• **Set of tasks**
1. In the blog post of news observations below, how long had The Diary of a Teenage Girl been showing in local theaters before it disappeared?
2. Pick up the blog post of news observations where it stops and add the next part.

• **Quoted text**
§
In case anyone is interested in any of my past posts, an archive list can be found at the bottom of this page. I'd appreciate any feedback you may have by sending me an e-mail note--jertrav33@aol.com. Thanks for your interest.

Saturday, September 5

News Observations

Now we have an example of the old argument about where your religion and mine collide and who should win in any fight about who is infringing on whose religious freedoms. A Rowan County, Kentucky, clerk has decided she should have the ultimate decision about who should and shouldn’t be issued a marriage license, a decision based on her religious beliefs. Kim Davis is now spending time in jail for her decision and she is being supported by some of those Republicans now seeking the nomination for president, making noises about religious freedom in this country. She and they say she has the right to refuse to issue a same-sex marriage license because it goes against her beliefs. Let’s see, she was elected to this post and must have signed something about obeying the laws of the land even if those laws conflicted with her beliefs. What if I were elected to that same post and then decided that my faith didn’t allow for inter-racial marriage or inter-faith marriage or June/December marriage? What if I believed that divorce was against the word of God and that anyone who was divorced should not be allowed to give it another try? So, Kim Davis, thrice divorced, can’t be fired or impeached and she refuses to resign. What a silly conundrum she’s given us, what a silly picture she paints for the state of Kentucky and for all the silly Bible Belters who support her and her views. There, I guess I’ve insulted enough people—Kentuckians, BBers, and GOP politicians who should know better.

A curious thing happened to The Diary of a Teenage Girl last week. After being in the local theaters for only two weeks, it simply disappeared overnight. Hmmm, I wonder if Dan Harkins, owner of the string of Harkins theaters in Arizona, got enough calls complaining about this movie that he decided to ship it out. Just as curious is the fact that he then put it back into two of his theaters. I guess they must be located in a more open-minded section of Phoenix, where folks don’t mind quite a bit of explicit on-screen sex.
§
• **Data provided**
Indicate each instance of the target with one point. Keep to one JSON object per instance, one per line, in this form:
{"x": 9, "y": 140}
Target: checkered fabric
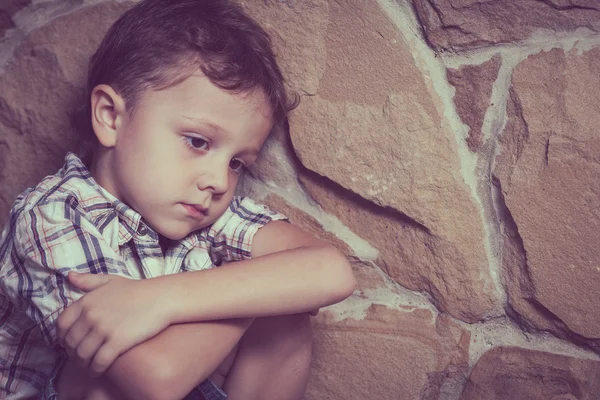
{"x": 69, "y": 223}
§
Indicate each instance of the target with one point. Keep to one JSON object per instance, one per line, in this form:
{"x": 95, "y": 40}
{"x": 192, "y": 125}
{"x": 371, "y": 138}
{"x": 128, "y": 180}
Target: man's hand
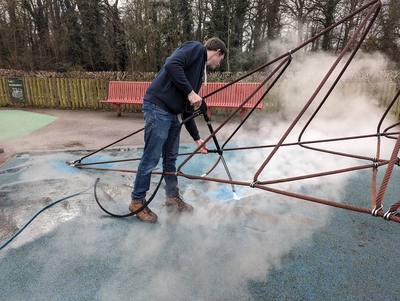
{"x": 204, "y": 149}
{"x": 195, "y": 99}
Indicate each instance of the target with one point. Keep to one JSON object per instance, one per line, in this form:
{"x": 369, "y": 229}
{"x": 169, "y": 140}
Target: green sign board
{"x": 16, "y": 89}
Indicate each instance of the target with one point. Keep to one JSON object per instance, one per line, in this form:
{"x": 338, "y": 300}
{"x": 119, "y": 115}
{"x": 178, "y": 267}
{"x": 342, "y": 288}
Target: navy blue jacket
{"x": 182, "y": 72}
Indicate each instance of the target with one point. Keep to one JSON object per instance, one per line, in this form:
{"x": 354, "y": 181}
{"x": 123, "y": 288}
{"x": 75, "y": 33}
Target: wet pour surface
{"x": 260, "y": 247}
§
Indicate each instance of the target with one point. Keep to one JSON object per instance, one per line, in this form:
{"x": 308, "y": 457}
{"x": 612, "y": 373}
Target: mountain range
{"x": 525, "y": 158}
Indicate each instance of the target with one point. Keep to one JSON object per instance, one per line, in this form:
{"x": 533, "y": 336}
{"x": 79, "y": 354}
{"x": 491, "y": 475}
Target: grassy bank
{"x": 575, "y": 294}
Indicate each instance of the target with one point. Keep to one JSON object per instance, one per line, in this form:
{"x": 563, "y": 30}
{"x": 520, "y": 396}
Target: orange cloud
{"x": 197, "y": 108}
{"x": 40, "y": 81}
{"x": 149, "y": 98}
§
• **Answers to the tasks**
1. Two weeks.

2.
Donald Trump continues to dominate the news, and not in a good way. He’s almost running out of people he can insult publicly. What he seems to be doing is giving the rest of the world a twenty-first century version of Burdick and Lederer’s Ugly American. You know, the pretentious, bombastic, ostentatious, jingoistic, chauvinistic fellow who thinks that all those “furiners” should learn to speak ‘Merican ‘stead of that stuff he can’t understand. We have fourteen more months of this campaign-trail bs. I wonder how many of those months we’ll have to see The Donald’s scowling face on every news item and tv story. I hope no more than another one or two.

I read that the syfy channel is producing a six-hour miniseries based on Arthur C. Clark’s Childhood’s End, scheduled to be out in mid-December. Childhood’s End has to be my favorite science fiction novel of all time. But it sounds like the tv adaptation may portray the aliens and their intentions as being sinister. I’ve always read Clarke’s meaning as very positive, the end of mankind’s childhood before he/we can move on to some higher level of existence. I guess I’ll just have to wait and see. I hope it’s at least a half-full glass.